* _Seçilmiş Bölüm_
********
1.2.9. Dağ ve Kış Turizmi

Dağlardaki bol oksijen ve temiz havadan istifade etmek isteyen bireylerin dağ odaklı yaptıkları turizm faaliyetlerini kapsar. Bu faaliyetler; yürüme, tırmanma ve kayak yapma olarak gerçekleştirilebilir. Şehrin bozulan doğası ve kirlenen havası, bireyleri dağ turizmi gibi doğayla iç içe olma fırsatı sunan alternatif turizm çeşitlerine yönlendirmektedir (Kozak, 2012: 30). Dağ turizmi yapılan spor faaliyetlerinin yanı sıra hem de kültürel etkinlerle birlikte sağladığı çeşitlilik sayesinde bireylerin fiziki ve ruhsal yönden de dinginliğe kavuşmalarını sağlamaktadır (Kınacı vd., 2011: 57).

Kış turizmi, yılın belirli bir zamanı; kayak faaliyetleri için uygun şartları sunan, kar yağışının ve eğim imkânın elverişli olduğu bölgelere gerçekleştirilen seyahatleri ve bu bölgelerde yapılan konaklama, yeme-içme, güzel vakit geçirme ve eğlenceye yönelik turizm hareketlerinin tamamıdır (Çavuş vd., 2015: 346). Kış turizmi genelde doğada vakit geçirmek isteyen, maceraperest, zorlukları seven bireylerin tercih ettiği bir turizm çeşididir. Kış turizminde talebi etkileyen ve çekici olan ise bireylerin kış sporları yapma, temiz hava ve şehrin kalabalığından uzaklaşma arzularıdır (Apak, 2016: 26)

Türkiye sahip olduğu zengin bitki örtüsü, uygun hava şartları, elverişli iklimi, çeşitli yükseklikteki dağları, av ve yaban hayatı gibi konularda turistlere sağladığı imkânlar sayesinde hem dağ turizmi hem de kış turizmi açısından oldukça elverişli bir ülke konumundadır (Çak vd., 2007: 148).

1.2.10. Deniz Turizmi

Deniz turizmi bireylerin yaşamlarını sürdürdükleri yerlerden farklı yerlere deniz odaklı dinlenmek ve eğlenmek amacıyla yaptıkları seyahatleri kapsayan turizm faaliyetleridir. Deniz turizminin gelişimine katkı sağlayan ilk isim olarak İngiliz bir doktor olan Richard Russell ön plana çıkmaktadır. İngiliz doktor 1753 senesinde çıkardığı kitabında, deniz banyosunun insan sağlığı için önemine ve faydasına yer

(28)
********
* _Çalışma Yönergeleri_
**1.** Turizm metnine göre aşağıdaki soruları yanıtlayınız.
(a) Dağ turizmi faaliyetleri hangi biçimlerde gerçekleştirilebilir?
(b) Kış turizminde talebi etkileyen ve çekici olan arzular nelerdir?
(c) Deniz turizminin gelişimine katkı sağlayan ilk isim olarak kim ön plana çıkmaktadır?
**2.** Turizm metninden "Kış turizmi, yılın" sözlerinin yer aldığı yerden başlayan kısmı aynen kopyalayınız; "(Apak, 2016: 26)" sözlerinden sonra bitiriniz.

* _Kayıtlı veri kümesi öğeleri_
********
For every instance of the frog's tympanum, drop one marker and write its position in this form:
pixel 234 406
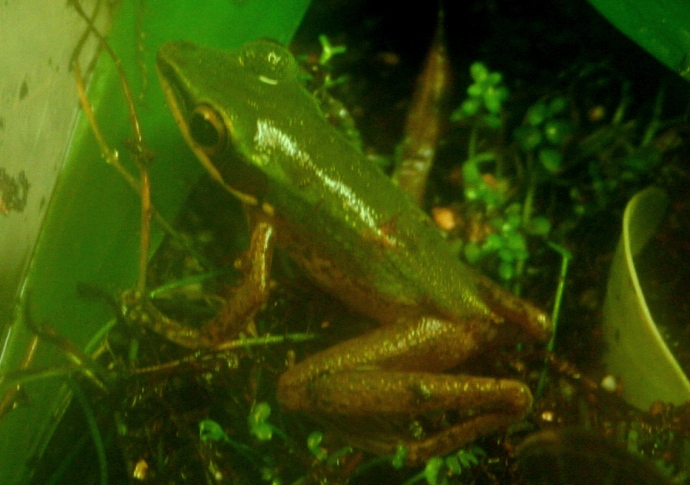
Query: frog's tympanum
pixel 261 135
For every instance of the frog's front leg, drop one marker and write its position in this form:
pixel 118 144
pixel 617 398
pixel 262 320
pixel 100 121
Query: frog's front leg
pixel 253 292
pixel 395 370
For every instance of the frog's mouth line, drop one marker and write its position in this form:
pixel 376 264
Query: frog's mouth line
pixel 180 105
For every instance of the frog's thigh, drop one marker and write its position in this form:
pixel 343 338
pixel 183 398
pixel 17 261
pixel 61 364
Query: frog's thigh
pixel 367 392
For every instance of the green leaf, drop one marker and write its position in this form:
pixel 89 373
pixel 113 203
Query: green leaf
pixel 661 27
pixel 90 233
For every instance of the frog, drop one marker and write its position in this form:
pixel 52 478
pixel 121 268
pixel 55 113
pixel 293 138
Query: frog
pixel 309 192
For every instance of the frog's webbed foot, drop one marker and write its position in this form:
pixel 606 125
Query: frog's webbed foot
pixel 394 371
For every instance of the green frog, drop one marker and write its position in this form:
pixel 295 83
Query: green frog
pixel 310 192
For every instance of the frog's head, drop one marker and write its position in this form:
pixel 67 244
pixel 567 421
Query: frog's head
pixel 219 98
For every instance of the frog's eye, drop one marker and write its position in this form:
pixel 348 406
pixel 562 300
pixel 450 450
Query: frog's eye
pixel 207 129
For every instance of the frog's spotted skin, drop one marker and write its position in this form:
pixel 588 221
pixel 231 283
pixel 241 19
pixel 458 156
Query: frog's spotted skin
pixel 263 137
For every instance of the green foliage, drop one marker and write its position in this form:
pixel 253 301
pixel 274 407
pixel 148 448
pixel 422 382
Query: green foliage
pixel 485 97
pixel 545 131
pixel 258 422
pixel 438 470
pixel 660 27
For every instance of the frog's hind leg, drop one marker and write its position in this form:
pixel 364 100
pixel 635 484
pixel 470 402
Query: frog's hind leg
pixel 395 371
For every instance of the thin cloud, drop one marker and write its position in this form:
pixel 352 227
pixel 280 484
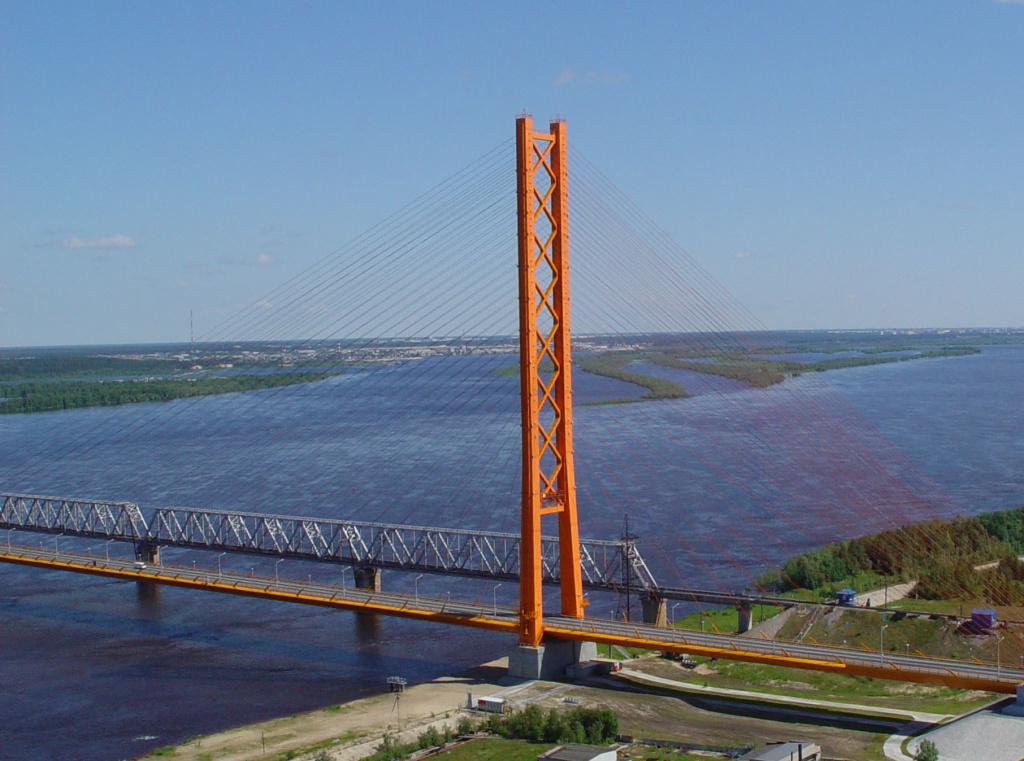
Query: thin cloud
pixel 111 242
pixel 257 261
pixel 574 78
********
* _Sıralı Çıktılar_
**1.**
(a) Yürüme, tırmanma ve kayak yapma olarak.
(b) Bireylerin kış sporları yapma, temiz hava ve şehrin kalabalığından uzaklaşma arzuları.
(c) İngiliz bir doktor olan Richard Russell.

**2.**
Kış turizmi, yılın belirli bir zamanı; kayak faaliyetleri için uygun şartları sunan, kar yağışının ve eğim imkânın elverişli olduğu bölgelere gerçekleştirilen seyahatleri ve bu bölgelerde yapılan konaklama, yeme-içme, güzel vakit geçirme ve eğlenceye yönelik turizm hareketlerinin tamamıdır (Çavuş vd., 2015: 346). Kış turizmi genelde doğada vakit geçirmek isteyen, maceraperest, zorlukları seven bireylerin tercih ettiği bir turizm çeşididir. Kış turizminde talebi etkileyen ve çekici olan ise bireylerin kış sporları yapma, temiz hava ve şehrin kalabalığından uzaklaşma arzularıdır (Apak, 2016: 26)